Requirement => Transcribe without changes the lines of the material beginning with the line containing "In the photo above, where can the pine" and ending with the line containing "point(109, 43)", both included.

Source data
◆ ◆ ◆

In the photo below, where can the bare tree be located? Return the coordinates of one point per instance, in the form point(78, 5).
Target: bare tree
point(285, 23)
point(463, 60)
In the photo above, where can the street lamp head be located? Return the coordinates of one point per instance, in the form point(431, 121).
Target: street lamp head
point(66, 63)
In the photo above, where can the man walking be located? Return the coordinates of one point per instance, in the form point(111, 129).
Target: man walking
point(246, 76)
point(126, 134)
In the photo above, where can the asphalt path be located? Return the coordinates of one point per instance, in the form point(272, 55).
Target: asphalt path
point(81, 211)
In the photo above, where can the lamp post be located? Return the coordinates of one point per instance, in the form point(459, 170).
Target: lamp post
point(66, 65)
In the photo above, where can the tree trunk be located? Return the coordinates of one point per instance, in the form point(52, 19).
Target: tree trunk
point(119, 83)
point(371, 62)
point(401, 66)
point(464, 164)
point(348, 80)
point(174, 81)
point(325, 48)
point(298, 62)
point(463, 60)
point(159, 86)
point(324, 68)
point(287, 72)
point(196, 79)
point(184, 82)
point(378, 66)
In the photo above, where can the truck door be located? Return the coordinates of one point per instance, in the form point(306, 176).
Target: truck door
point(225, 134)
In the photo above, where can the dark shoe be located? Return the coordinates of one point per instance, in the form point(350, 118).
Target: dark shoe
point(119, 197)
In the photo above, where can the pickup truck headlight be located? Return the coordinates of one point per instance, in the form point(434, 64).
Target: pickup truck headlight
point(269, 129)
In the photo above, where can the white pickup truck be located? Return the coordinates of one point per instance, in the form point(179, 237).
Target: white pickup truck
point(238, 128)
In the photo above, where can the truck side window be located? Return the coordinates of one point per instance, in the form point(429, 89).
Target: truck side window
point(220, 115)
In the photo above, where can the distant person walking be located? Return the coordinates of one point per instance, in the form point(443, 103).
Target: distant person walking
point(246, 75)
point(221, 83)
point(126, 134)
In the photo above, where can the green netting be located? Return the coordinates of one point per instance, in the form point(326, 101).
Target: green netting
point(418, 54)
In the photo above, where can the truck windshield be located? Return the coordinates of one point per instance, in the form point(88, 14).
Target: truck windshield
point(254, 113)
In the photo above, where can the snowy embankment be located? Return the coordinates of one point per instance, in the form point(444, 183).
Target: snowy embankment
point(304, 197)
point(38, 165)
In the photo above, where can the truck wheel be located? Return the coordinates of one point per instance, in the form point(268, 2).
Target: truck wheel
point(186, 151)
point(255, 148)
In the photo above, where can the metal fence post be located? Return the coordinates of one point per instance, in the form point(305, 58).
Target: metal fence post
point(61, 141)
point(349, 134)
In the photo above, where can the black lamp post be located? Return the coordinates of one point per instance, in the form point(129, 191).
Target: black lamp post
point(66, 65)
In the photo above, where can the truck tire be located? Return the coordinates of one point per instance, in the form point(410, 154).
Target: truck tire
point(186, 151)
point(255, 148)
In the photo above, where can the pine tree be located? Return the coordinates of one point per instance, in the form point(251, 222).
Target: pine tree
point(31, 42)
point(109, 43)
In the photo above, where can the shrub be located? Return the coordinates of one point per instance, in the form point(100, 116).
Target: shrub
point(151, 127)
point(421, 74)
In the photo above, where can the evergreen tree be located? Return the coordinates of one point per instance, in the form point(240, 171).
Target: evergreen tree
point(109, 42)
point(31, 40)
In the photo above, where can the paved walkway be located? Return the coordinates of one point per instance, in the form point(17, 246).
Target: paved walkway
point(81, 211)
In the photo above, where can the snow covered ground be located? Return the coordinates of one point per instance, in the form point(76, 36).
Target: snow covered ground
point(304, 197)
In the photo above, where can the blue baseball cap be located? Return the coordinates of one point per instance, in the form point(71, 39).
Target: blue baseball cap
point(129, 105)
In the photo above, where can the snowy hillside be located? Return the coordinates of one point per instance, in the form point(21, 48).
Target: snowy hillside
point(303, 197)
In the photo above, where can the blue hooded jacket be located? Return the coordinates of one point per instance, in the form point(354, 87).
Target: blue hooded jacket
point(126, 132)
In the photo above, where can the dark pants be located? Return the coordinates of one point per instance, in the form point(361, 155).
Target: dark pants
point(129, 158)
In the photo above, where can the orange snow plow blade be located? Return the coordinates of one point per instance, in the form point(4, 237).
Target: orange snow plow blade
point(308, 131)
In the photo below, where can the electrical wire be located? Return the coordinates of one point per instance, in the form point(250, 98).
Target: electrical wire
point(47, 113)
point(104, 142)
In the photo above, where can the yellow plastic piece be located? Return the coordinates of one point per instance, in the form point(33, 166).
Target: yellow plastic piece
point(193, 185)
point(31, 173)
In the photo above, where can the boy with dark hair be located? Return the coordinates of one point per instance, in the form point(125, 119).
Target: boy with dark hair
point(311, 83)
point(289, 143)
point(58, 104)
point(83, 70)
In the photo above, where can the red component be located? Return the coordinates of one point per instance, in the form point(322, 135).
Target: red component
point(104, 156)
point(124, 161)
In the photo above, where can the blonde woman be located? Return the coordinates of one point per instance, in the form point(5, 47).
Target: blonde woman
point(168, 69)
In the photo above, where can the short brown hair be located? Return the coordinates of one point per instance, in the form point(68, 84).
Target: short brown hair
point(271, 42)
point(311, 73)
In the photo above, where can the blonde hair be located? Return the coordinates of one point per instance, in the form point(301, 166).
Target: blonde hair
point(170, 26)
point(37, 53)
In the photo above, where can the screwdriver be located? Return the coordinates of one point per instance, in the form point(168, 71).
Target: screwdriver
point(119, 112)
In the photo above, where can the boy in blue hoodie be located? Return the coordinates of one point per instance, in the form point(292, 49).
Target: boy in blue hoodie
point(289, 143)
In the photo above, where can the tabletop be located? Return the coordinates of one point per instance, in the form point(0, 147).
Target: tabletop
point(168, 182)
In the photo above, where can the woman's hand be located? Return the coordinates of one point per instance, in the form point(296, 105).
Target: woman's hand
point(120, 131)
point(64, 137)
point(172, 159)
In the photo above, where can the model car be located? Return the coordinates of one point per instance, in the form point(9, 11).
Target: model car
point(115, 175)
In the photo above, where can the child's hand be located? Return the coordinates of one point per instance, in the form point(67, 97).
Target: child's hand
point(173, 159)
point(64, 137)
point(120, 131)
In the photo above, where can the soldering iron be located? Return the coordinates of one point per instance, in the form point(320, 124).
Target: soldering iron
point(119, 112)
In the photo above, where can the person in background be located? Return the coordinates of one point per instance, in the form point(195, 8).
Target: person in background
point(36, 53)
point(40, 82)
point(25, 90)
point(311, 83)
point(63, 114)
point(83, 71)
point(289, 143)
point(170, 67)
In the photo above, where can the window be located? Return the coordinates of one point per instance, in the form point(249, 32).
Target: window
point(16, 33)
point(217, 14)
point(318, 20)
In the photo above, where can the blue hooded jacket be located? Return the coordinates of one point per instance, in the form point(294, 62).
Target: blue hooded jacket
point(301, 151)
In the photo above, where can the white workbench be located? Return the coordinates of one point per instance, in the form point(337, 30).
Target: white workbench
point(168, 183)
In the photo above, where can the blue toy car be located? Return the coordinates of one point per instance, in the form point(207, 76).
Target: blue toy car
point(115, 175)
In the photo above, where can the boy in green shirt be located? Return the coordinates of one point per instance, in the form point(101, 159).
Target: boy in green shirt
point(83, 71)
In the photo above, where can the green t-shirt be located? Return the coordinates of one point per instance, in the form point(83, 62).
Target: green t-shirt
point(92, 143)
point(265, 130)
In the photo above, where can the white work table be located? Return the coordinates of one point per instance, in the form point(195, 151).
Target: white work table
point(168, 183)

◆ ◆ ◆

Worked solution =>
In the photo above, where can the pine tree be located? Return the coordinates of one point per instance, in the form point(251, 222).
Target: pine tree
point(31, 42)
point(109, 43)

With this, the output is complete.